__WHAT IS ASKED__. According to the profile of Yuan Huiqin, what position does she currently hold?

__TEXT SHOWN__.
»»
- Born: October 6, 1965 (age 60) Yichang, Hubei, China
- Education: National Academy of Chinese Theatre Arts
- Occupation: Peking opera performer
- Years active: 1991–present
- Employer: China National Peking Opera Company
- Known for: Old dan roles
- Style: Li (Li Duokui) school
- Spouse: Jin Xuebin (靳学斌) ​(died 2011)​

Chinese name
- Chinese: 袁慧琴

Standard Mandarin
- Hanyu Pinyin: Yuán Huìqín

= Yuan Huiqin =

Chinese Peking opera performer (born 1965)

Yuan Huiqin (born 6 October 1965) is a Chinese Peking opera performer who specializes in old dan (female) roles. She is currently the vice-president of China National Peking Opera Company.
««
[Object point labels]
»»
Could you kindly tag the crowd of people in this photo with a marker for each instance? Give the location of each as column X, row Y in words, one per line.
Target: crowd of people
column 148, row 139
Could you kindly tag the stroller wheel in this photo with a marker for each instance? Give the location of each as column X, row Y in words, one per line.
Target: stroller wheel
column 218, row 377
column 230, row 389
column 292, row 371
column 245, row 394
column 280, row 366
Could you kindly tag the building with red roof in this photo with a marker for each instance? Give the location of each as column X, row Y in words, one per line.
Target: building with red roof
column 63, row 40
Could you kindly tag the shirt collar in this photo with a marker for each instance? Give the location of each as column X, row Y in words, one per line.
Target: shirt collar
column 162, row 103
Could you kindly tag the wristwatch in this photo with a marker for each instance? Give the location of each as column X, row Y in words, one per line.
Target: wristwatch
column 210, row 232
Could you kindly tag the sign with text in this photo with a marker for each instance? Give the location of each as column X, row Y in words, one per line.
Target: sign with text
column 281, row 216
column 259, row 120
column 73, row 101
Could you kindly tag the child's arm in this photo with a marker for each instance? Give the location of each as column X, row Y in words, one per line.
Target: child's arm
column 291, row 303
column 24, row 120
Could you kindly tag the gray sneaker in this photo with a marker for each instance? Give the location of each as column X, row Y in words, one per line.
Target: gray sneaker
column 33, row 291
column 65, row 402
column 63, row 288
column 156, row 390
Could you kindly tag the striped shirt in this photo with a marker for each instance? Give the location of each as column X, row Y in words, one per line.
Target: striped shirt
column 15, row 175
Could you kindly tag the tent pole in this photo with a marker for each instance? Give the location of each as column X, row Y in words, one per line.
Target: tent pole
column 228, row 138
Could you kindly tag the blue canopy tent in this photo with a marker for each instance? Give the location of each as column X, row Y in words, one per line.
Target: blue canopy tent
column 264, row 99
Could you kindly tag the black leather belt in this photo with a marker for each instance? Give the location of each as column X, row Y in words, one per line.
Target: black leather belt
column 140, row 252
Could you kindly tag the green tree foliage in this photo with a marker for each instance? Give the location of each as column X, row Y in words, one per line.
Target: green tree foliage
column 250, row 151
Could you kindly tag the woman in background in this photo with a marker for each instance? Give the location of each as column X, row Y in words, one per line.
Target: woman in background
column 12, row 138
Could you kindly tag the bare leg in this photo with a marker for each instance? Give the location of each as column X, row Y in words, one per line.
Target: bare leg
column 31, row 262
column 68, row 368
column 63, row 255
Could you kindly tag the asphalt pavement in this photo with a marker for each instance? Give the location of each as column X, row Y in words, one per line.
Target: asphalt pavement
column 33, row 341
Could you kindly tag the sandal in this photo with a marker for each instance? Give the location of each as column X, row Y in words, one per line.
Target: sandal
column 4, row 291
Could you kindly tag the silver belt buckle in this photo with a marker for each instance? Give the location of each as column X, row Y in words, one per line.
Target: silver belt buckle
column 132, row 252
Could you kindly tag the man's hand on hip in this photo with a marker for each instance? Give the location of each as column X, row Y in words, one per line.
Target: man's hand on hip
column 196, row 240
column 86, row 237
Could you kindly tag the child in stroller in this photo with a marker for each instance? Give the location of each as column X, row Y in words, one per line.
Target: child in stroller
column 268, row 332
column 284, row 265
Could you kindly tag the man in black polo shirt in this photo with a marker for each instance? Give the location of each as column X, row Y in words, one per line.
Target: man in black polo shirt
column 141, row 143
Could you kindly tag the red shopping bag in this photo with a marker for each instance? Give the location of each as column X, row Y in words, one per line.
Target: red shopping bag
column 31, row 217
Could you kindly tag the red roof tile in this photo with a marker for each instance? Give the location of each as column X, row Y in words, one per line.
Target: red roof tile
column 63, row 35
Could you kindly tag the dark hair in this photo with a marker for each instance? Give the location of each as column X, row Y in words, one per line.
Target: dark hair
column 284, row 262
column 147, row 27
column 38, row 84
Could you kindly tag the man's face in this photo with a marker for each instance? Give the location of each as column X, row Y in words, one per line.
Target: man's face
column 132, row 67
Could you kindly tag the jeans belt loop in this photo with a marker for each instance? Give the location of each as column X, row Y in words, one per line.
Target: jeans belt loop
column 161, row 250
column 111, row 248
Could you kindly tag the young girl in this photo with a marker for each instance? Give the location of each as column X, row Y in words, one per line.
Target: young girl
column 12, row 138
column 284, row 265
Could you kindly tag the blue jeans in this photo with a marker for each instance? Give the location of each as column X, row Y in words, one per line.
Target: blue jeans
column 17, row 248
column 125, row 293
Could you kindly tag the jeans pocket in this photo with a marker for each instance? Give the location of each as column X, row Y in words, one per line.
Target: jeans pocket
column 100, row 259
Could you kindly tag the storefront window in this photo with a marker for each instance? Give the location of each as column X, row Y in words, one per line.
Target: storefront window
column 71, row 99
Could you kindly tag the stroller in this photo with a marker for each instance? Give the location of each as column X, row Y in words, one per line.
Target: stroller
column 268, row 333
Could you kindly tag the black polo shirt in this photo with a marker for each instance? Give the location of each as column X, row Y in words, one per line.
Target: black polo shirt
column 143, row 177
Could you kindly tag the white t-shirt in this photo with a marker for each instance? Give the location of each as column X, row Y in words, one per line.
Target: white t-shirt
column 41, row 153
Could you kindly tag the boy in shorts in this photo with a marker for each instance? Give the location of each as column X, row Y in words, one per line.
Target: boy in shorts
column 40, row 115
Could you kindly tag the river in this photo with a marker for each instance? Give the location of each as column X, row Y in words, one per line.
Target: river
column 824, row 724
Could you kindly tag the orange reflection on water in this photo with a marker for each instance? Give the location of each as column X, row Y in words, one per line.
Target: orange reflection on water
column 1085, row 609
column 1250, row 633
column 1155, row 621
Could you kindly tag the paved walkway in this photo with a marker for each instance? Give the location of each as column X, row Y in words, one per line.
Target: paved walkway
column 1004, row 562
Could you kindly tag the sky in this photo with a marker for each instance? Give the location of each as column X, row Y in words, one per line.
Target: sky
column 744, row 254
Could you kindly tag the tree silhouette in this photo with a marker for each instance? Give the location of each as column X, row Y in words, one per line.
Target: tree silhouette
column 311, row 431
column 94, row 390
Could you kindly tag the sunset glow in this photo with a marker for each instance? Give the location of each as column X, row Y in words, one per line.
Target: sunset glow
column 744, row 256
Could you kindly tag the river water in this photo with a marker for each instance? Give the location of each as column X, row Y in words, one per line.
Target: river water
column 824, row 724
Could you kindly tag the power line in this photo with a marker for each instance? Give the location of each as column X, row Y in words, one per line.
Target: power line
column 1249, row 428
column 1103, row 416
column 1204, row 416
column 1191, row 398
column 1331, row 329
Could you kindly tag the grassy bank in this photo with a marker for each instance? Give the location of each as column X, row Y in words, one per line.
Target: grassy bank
««
__FINISHED ANSWER__. She is the vice-president of China National Peking Opera Company.